[Data taken from a collection]
★ ★ ★ ★
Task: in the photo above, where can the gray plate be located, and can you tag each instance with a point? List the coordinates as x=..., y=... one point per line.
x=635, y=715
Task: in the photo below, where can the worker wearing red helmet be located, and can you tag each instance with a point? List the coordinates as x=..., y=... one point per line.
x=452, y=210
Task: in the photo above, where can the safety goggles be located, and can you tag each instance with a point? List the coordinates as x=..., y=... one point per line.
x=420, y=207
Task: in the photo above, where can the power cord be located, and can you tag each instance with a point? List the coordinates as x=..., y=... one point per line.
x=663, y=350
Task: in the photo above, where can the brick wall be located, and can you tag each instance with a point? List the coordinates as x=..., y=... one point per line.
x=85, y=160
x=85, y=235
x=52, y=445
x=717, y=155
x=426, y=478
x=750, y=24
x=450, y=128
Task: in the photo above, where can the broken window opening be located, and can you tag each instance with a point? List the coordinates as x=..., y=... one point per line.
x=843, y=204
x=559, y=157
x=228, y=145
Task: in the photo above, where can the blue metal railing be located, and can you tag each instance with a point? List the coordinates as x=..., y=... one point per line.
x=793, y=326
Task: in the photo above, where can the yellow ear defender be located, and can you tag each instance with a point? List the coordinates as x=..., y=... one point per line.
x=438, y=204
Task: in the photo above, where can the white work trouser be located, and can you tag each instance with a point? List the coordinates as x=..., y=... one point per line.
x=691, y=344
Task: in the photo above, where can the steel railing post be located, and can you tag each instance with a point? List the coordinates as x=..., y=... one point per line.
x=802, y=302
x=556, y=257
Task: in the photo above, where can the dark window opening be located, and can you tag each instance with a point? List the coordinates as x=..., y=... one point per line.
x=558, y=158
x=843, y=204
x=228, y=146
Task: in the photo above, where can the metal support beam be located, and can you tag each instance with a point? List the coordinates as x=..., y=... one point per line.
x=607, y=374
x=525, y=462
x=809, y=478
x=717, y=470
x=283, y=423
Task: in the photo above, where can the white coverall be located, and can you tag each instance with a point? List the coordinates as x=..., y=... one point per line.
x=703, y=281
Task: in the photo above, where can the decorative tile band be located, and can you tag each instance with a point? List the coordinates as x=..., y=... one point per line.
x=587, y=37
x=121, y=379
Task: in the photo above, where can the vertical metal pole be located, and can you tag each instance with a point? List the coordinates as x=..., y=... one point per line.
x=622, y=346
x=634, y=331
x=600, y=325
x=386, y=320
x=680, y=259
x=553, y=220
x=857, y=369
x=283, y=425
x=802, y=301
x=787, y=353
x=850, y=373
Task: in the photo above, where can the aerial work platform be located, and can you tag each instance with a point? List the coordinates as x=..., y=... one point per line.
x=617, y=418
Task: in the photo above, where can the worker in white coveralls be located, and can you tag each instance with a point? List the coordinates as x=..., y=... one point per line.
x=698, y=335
★ ★ ★ ★
#### EXERCISE DESCRIPTION
Put every line of the data above into a Markdown table with two columns, "No." and "Entry", giving each line its row number in the first column and the line itself in the second. Leave out any blank lines.

#### TASK RESPONSE
| No. | Entry |
|---|---|
| 1 | Task: in the photo above, where can the gray plate be located, and can you tag each instance with a point? List the coordinates as x=..., y=... one point per line. |
| 2 | x=635, y=715 |
| 3 | Task: in the photo below, where can the worker wearing red helmet be located, and can you tag each instance with a point? List the coordinates as x=..., y=... one point per line. |
| 4 | x=452, y=210 |
| 5 | Task: in the photo above, where can the safety goggles be located, and can you tag each instance with a point? List the coordinates as x=..., y=... one point per line. |
| 6 | x=420, y=207 |
| 7 | Task: in the photo above, where can the power cord be located, and can you tag each instance with a point? List the coordinates as x=..., y=... one point per line. |
| 8 | x=663, y=350 |
| 9 | Task: in the photo above, where can the brick wall be located, and can you tag each instance with a point? List the coordinates as x=..., y=... one point per line. |
| 10 | x=85, y=160 |
| 11 | x=85, y=235 |
| 12 | x=52, y=445 |
| 13 | x=717, y=155 |
| 14 | x=426, y=478 |
| 15 | x=750, y=24 |
| 16 | x=450, y=128 |
| 17 | Task: in the photo above, where can the broken window opening be located, and can you tag each instance with a point? List the coordinates as x=..., y=... one point per line. |
| 18 | x=843, y=204 |
| 19 | x=559, y=157 |
| 20 | x=228, y=145 |
| 21 | Task: in the photo above, where can the blue metal railing be located, and can you tag each instance with a point? List the coordinates as x=..., y=... one point per line. |
| 22 | x=793, y=326 |
| 23 | Task: in the photo above, where can the yellow ear defender be located, and can you tag each instance with a point? List the coordinates as x=..., y=... one point per line. |
| 24 | x=438, y=204 |
| 25 | Task: in the photo above, where can the white work trouser be located, and can you tag each instance with a point? List the coordinates as x=..., y=... one point per line. |
| 26 | x=691, y=344 |
| 27 | Task: in the photo above, where can the steel railing post be located, and can you tag each instance with a point? List the coordinates as x=..., y=... one point per line. |
| 28 | x=802, y=302 |
| 29 | x=556, y=257 |
| 30 | Task: in the photo above, where can the dark window opening be located, and can you tag each instance with a point? List the coordinates as x=..., y=... one point per line. |
| 31 | x=558, y=158 |
| 32 | x=843, y=204 |
| 33 | x=228, y=146 |
| 34 | Task: in the photo above, where can the metal support beam be located, and can you tag each instance with a point? List the coordinates as x=..., y=... one point per line. |
| 35 | x=607, y=374 |
| 36 | x=525, y=462 |
| 37 | x=809, y=478 |
| 38 | x=717, y=470 |
| 39 | x=283, y=423 |
| 40 | Task: in the photo above, where can the white coverall be located, and can you tag each instance with a point? List the coordinates as x=..., y=... one point per line. |
| 41 | x=703, y=281 |
| 42 | Task: in the photo above, where can the decorative tile band be located, and can you tag each instance with a point? List the coordinates as x=..., y=... one point per line. |
| 43 | x=587, y=37 |
| 44 | x=121, y=379 |
| 45 | Task: in the photo above, where can the vertical metal pole be located, and can you tag each instance with a point? List the coordinates as x=..., y=... one point per line. |
| 46 | x=622, y=346 |
| 47 | x=634, y=331 |
| 48 | x=600, y=325 |
| 49 | x=386, y=320 |
| 50 | x=680, y=259 |
| 51 | x=553, y=220 |
| 52 | x=857, y=369 |
| 53 | x=283, y=425 |
| 54 | x=802, y=301 |
| 55 | x=787, y=353 |
| 56 | x=850, y=373 |
| 57 | Task: in the photo above, where can the aerial work platform be located, and can you tag each instance with a point? List the coordinates as x=..., y=... one point per line. |
| 58 | x=617, y=418 |
| 59 | Task: in the photo above, where can the worker in white coveralls be located, and can you tag each instance with a point? List the coordinates as x=..., y=... one point per line. |
| 60 | x=698, y=335 |